Your task
Pull out every line of the data below that contains the string "distant", and copy each one unchanged. Matching is case-sensitive.
---------- Provided information ----------
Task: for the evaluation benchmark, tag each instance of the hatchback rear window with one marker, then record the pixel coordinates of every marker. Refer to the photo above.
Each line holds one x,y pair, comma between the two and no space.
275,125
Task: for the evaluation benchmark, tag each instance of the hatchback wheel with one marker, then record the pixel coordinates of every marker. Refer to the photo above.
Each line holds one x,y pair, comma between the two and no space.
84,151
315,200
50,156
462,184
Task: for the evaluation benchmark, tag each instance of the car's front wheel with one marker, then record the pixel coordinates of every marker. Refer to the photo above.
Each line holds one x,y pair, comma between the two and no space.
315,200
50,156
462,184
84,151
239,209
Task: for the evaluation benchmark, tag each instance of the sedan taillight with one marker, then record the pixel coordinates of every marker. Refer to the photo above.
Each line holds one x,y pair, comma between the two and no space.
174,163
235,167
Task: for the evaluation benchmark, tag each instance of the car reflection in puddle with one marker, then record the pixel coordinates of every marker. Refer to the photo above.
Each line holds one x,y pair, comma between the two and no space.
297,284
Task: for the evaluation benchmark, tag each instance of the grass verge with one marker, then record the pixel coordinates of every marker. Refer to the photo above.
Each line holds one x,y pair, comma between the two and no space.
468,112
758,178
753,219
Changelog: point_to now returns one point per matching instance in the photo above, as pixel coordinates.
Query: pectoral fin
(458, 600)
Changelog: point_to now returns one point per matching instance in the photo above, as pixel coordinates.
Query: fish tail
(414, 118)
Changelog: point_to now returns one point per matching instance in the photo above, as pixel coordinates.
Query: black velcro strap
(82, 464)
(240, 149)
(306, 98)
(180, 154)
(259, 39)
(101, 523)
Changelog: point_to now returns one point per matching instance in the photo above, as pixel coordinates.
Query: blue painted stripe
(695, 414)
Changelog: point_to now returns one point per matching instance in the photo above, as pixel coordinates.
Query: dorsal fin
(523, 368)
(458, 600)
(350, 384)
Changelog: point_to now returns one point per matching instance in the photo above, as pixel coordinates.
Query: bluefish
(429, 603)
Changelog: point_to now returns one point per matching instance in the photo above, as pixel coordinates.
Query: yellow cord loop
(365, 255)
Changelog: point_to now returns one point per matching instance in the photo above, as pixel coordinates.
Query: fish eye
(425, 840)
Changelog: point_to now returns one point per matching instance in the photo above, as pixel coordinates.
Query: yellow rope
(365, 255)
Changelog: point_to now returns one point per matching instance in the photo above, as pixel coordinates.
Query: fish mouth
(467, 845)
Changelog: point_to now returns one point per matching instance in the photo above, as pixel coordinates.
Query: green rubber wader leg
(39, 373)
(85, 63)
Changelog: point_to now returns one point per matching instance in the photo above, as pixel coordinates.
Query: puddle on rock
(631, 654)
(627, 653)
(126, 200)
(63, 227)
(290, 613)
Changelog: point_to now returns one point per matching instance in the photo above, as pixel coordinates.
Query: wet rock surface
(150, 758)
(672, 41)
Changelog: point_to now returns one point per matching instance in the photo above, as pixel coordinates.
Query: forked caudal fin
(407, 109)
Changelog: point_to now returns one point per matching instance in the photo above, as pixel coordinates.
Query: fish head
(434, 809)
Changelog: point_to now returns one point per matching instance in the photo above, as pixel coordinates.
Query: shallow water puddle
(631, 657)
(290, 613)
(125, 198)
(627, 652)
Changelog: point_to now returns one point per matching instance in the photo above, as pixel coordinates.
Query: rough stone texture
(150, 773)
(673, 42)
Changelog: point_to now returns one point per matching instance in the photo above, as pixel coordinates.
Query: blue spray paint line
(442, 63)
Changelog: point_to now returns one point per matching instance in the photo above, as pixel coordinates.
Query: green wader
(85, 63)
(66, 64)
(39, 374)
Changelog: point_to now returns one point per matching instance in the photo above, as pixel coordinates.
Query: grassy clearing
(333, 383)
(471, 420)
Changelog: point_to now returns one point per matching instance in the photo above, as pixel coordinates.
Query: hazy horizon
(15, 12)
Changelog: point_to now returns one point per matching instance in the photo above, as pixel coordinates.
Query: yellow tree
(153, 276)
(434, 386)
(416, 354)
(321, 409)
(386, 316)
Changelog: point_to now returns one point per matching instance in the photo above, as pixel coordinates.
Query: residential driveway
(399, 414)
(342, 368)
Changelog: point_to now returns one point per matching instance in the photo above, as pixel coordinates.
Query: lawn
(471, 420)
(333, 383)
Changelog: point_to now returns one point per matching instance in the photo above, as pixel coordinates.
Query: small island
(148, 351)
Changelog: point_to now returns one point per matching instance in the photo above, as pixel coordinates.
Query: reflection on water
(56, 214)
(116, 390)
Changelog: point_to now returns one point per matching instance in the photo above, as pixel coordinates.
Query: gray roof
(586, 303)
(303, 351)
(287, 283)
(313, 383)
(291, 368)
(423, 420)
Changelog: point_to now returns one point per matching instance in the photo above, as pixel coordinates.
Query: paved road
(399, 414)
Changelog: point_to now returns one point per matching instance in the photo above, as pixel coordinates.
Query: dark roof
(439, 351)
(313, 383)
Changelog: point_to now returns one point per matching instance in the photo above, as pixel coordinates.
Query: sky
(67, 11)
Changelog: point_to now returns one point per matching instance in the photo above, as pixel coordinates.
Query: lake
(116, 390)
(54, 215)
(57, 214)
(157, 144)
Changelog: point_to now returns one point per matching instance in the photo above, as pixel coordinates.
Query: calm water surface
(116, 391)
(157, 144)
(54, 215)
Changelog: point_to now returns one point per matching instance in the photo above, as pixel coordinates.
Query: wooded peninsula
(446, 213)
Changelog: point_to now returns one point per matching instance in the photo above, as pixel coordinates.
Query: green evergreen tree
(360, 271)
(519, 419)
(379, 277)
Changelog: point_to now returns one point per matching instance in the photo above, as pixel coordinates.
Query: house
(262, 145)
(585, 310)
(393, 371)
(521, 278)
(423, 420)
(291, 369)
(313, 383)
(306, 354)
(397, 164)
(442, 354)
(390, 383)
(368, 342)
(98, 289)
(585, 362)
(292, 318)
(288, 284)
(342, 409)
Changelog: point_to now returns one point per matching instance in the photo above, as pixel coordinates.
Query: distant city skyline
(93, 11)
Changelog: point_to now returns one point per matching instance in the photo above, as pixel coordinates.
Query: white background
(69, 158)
----------
---------- Provided information ----------
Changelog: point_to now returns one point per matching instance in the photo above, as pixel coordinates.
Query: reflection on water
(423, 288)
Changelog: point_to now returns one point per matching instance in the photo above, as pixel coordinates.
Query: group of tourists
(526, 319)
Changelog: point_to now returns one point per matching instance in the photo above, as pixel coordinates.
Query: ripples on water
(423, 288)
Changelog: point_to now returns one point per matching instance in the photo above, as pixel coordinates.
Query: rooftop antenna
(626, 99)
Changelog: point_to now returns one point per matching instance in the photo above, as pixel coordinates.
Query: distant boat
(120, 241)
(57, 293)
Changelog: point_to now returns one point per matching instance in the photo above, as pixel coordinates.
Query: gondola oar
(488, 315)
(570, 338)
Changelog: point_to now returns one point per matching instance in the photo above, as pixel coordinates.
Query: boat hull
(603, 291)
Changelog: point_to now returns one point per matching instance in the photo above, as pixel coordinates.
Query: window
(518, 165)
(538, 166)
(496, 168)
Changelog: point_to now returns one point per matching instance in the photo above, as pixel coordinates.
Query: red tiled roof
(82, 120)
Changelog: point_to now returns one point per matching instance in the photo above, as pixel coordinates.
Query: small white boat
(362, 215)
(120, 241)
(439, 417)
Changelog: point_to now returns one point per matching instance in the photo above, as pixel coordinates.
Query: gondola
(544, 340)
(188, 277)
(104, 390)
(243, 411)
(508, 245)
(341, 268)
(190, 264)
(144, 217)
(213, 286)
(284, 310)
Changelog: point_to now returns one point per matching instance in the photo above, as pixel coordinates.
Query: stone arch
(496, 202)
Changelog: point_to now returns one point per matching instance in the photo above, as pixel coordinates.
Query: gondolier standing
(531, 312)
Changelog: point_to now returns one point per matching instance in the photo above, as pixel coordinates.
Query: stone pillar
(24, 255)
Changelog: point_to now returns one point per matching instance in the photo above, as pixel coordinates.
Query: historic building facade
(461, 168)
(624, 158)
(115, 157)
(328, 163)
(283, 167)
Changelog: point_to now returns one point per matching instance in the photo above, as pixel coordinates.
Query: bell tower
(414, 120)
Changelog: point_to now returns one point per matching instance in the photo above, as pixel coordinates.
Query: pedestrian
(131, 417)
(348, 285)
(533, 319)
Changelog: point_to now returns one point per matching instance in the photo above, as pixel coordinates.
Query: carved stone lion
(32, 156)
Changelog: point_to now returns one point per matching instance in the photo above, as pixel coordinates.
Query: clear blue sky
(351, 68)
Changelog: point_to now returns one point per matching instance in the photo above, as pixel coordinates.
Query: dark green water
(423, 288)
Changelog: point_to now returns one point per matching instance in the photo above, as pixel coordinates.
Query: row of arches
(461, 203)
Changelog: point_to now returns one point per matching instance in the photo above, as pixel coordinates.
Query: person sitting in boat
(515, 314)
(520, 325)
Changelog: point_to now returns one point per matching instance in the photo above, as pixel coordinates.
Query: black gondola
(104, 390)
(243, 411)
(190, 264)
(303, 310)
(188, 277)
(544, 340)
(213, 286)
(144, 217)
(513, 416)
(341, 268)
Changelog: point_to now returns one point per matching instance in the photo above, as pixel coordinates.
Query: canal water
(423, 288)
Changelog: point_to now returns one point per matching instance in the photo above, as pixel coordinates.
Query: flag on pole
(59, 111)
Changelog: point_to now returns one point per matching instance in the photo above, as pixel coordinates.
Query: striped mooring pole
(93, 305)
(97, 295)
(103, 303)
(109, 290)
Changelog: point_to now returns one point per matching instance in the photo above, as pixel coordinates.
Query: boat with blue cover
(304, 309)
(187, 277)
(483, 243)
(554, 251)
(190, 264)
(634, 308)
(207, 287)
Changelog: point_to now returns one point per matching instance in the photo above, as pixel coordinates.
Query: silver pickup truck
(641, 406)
----------
Exercise output
Query: distant city skyline
Query: distant boat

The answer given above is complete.